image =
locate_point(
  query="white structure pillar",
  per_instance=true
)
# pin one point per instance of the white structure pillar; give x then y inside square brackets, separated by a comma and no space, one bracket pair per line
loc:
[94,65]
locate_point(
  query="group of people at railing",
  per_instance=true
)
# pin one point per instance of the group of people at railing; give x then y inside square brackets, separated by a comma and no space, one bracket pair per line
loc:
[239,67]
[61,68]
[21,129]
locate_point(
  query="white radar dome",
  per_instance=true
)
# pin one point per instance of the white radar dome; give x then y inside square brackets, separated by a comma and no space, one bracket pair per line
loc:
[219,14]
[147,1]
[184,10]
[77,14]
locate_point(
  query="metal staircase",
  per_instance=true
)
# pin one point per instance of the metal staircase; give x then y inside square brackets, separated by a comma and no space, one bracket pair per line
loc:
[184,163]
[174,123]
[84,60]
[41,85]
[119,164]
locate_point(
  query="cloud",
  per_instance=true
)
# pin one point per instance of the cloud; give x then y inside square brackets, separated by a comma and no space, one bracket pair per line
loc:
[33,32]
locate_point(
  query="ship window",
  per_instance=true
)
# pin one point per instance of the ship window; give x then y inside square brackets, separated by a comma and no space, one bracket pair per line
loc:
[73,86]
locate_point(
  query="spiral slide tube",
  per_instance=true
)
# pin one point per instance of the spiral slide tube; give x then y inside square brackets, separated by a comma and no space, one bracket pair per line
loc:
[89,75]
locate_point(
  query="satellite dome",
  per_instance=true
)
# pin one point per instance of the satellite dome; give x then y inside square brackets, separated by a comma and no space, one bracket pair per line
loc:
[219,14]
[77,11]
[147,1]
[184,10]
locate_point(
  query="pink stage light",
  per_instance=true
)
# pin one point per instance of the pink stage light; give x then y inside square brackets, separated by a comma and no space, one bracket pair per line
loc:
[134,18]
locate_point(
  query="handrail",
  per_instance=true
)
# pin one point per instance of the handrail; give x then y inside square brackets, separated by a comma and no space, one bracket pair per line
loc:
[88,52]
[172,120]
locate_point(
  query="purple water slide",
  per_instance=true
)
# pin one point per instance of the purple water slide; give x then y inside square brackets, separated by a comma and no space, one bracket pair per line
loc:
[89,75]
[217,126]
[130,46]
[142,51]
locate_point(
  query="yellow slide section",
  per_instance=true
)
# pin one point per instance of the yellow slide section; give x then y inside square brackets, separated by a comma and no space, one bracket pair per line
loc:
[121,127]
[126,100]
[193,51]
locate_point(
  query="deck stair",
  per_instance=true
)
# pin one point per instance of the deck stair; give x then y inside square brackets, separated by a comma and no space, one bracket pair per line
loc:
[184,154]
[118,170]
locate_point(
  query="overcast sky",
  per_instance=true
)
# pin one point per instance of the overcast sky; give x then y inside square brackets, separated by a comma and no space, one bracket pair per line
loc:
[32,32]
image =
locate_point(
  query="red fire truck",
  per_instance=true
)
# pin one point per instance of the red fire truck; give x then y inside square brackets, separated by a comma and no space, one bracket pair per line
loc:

━━━━━━━━━━

**PROBLEM DETAILS:**
Retype all of the data shown above, word for word.

**EXERCISE OUTPUT:**
image =
locate_point(
  query="white structure pillar",
  per_instance=true
)
# pin one point per instance of the white structure pillar; give x then y inside square brackets, separated by a comma and no space, one bracket pair per line
loc:
[94,65]
locate_point(
  query="group of people at railing",
  per_instance=true
)
# pin one point per instance of the group of people at railing; give x then y inside square brackets, separated by a comma and no space, one bracket pair per line
loc:
[239,67]
[61,68]
[21,129]
locate_point(
  query="white radar dome",
  per_instance=true
)
# pin one point per instance of the white radar dome; give x then y inside square brackets, separated by a comma and no space, one bracket pair per line
loc:
[219,14]
[147,1]
[184,10]
[77,14]
locate_point(
  query="metal staircase",
  per_instance=true
)
# pin one point per instance of the metal staircase; give x then y inside square brackets, separated by a comma and no space, one bracket pair per line
loc:
[184,163]
[174,123]
[84,60]
[41,85]
[119,164]
locate_point(
  query="cloud",
  per_instance=true
)
# pin one point per instance of the cloud; give x then y inside square brackets, separated by a comma and no space, one bracket pair per line
loc:
[33,32]
locate_point(
  query="ship window",
  per_instance=true
)
# pin one point per instance of the ship window; give x then y inside square brackets, separated by a comma and no space, one bracket pair per line
loc:
[73,86]
locate_point(
  query="spiral slide tube",
  per_instance=true
)
# pin one point per instance of the spiral slide tube; give x then y inside square brackets, separated by a comma and no space, one bracket pair per line
loc:
[89,75]
locate_point(
  query="satellite dome",
  per_instance=true
)
# pin one point per instance of the satellite dome; give x then y inside square brackets, separated by a comma and no space, one bracket pair per line
loc:
[219,14]
[77,11]
[147,1]
[184,10]
locate_point(
  query="pink stage light",
  per_instance=true
)
# pin one point per instance of the pink stage light; give x then y inside square brackets, separated by a comma and no space, one bracket pair per line
loc:
[134,18]
locate_point(
  query="handrail",
  per_instance=true
)
# pin one point per instance of the handrail; give x then y inside square brackets, separated by a comma and no space, one bracket pair per line
loc:
[88,52]
[172,120]
locate_point(
  query="purple water slide",
  per_instance=true
)
# pin one point per instance of the purple water slide; give x then y inside square brackets, separated by a comma and no space, one bracket pair per line
loc:
[89,75]
[217,126]
[130,46]
[142,51]
locate_point(
  query="yellow slide section",
  per_instance=true
)
# pin one point per instance of the yellow slide section; give x then y inside square brackets, separated by a comma and no space, one bracket pair per line
loc:
[121,127]
[126,100]
[193,51]
locate_point(
  query="deck stair",
  per_instance=true
)
# pin one point per instance of the deck stair; give x then y inside square brackets, separated by a comma and no space, one bracket pair per line
loc:
[184,154]
[118,170]
locate_point(
  query="overcast sky",
  per_instance=true
)
# pin one point per instance of the overcast sky; give x then y inside square brackets, separated by a comma and no space, one bracket pair per line
loc:
[32,32]
image =
locate_point(
  query="red fire truck",
  per_instance=true
)
# pin one point per instance of the red fire truck; give x then y inside square brackets, separated by a comma and no space, one bracket pair per line
loc:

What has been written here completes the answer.